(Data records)
################

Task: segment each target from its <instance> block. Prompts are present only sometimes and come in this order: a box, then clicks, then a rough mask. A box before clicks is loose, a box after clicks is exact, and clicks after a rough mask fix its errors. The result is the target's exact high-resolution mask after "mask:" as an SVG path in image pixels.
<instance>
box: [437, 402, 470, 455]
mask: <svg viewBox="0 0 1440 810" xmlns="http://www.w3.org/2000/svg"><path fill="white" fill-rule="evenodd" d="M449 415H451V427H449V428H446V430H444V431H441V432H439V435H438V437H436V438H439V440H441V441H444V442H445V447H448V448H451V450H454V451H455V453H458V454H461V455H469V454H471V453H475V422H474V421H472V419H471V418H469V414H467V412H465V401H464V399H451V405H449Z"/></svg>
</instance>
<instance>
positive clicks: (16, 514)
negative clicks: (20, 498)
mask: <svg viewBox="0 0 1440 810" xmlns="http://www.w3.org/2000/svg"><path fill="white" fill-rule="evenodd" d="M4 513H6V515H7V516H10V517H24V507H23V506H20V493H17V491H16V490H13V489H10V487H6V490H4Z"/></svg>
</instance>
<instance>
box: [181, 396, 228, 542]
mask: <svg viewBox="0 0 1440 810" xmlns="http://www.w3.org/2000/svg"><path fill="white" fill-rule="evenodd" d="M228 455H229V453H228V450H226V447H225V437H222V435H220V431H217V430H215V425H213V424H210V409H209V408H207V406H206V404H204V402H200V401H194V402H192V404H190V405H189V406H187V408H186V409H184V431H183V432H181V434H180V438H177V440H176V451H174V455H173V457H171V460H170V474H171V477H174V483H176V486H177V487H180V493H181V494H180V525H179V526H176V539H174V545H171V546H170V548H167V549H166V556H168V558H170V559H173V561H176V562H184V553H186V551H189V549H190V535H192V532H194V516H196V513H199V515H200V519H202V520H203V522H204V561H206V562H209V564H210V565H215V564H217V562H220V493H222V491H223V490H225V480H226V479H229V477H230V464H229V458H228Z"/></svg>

################

=== Work instructions ===
List each line in the items above that contains the string "clicks". Matching is case-sensitive.

=== Solution below ===
Task: segment each target from its <instance> block. Prompts are present only sometimes and come in this order: a box, then clicks, then a rough mask. A box before clicks is loose, a box after clicks is exact, and clicks after a rough mask fix its errors. The result is the target's exact high-resolution mask after "mask:" as an SVG path in image pixels.
positive clicks: (16, 514)
negative clicks: (20, 498)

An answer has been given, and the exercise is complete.